§ **Stored data entries**:
★ ★ ★ ★ ★ ★ ★

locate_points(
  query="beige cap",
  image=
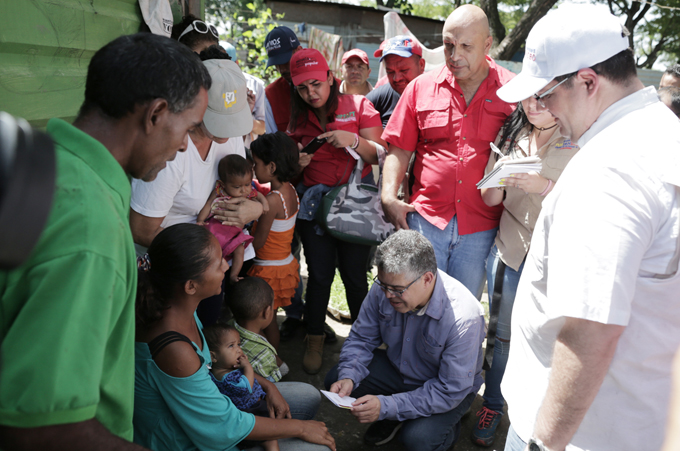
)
(228, 114)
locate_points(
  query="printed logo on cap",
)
(167, 25)
(229, 99)
(531, 54)
(273, 44)
(306, 62)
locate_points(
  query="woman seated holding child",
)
(177, 405)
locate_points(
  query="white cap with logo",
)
(566, 40)
(228, 114)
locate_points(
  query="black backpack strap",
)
(157, 344)
(495, 308)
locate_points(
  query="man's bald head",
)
(469, 16)
(467, 41)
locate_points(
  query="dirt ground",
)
(347, 431)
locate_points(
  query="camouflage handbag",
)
(353, 212)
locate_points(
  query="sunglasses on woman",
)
(200, 27)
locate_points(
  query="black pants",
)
(321, 254)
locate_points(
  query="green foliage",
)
(248, 24)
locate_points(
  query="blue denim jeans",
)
(493, 399)
(460, 256)
(303, 400)
(513, 442)
(434, 433)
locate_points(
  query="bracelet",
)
(547, 188)
(356, 142)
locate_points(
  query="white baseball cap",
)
(566, 40)
(228, 114)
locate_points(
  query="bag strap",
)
(494, 312)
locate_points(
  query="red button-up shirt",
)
(332, 166)
(451, 141)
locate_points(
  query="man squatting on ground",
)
(431, 371)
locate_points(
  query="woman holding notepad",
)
(530, 131)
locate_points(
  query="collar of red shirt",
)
(445, 74)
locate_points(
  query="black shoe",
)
(331, 337)
(381, 432)
(288, 328)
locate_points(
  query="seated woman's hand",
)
(317, 432)
(277, 405)
(530, 183)
(238, 211)
(339, 138)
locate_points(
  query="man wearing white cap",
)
(355, 71)
(180, 191)
(596, 320)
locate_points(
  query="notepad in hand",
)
(518, 166)
(345, 403)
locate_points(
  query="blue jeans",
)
(460, 256)
(493, 399)
(436, 433)
(513, 442)
(303, 400)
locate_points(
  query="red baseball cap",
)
(308, 64)
(358, 53)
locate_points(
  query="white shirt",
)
(606, 249)
(180, 191)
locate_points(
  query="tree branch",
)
(515, 39)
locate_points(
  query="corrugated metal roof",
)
(45, 48)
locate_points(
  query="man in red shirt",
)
(448, 117)
(281, 43)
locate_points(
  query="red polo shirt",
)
(451, 141)
(332, 166)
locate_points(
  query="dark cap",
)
(280, 43)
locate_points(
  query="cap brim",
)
(522, 87)
(402, 53)
(320, 75)
(228, 125)
(282, 58)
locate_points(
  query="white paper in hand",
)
(345, 403)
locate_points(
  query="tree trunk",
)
(514, 41)
(490, 7)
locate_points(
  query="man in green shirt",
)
(67, 313)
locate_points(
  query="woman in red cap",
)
(352, 129)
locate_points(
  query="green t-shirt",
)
(67, 314)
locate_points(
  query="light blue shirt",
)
(440, 350)
(184, 413)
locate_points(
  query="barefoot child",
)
(234, 376)
(236, 176)
(276, 159)
(251, 301)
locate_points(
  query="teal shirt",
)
(184, 413)
(67, 314)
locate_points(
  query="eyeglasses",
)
(394, 292)
(541, 99)
(200, 27)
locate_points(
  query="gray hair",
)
(406, 252)
(135, 69)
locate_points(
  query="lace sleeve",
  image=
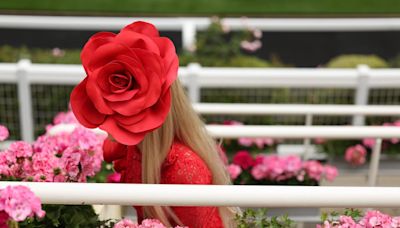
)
(183, 166)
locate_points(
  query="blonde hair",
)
(184, 124)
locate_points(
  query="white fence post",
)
(362, 92)
(25, 100)
(188, 35)
(374, 163)
(193, 85)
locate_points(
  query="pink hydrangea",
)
(126, 223)
(395, 222)
(243, 159)
(356, 155)
(114, 178)
(151, 223)
(234, 171)
(21, 149)
(330, 172)
(373, 219)
(19, 202)
(258, 172)
(3, 133)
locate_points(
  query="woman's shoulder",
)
(184, 166)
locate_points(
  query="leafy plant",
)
(71, 216)
(218, 47)
(251, 218)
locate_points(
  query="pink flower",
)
(4, 217)
(395, 222)
(247, 142)
(258, 172)
(19, 202)
(3, 133)
(330, 172)
(126, 223)
(234, 171)
(319, 141)
(243, 159)
(356, 155)
(293, 163)
(114, 178)
(347, 220)
(21, 149)
(251, 46)
(314, 169)
(151, 223)
(374, 219)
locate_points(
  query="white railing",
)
(214, 195)
(195, 77)
(190, 25)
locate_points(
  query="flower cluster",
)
(274, 169)
(371, 219)
(18, 203)
(147, 223)
(65, 157)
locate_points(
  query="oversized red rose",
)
(127, 88)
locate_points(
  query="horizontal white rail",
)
(211, 77)
(213, 195)
(177, 23)
(295, 109)
(301, 132)
(293, 132)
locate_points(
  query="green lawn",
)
(205, 7)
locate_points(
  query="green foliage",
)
(101, 176)
(251, 218)
(334, 215)
(205, 7)
(395, 62)
(218, 47)
(39, 55)
(351, 61)
(71, 216)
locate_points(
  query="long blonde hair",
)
(184, 124)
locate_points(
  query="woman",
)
(156, 137)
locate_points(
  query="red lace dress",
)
(182, 166)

★ ★ ★ ★ ★ ★ ★

§ **AIM OF THE TASK**: In the data above, find each line that has the word "green" and copy it out.

§ **FINAL ANSWER**:
  query="green foliage",
  query="man in green shirt",
  query="green t-shirt",
  query="green lawn",
  query="green foliage",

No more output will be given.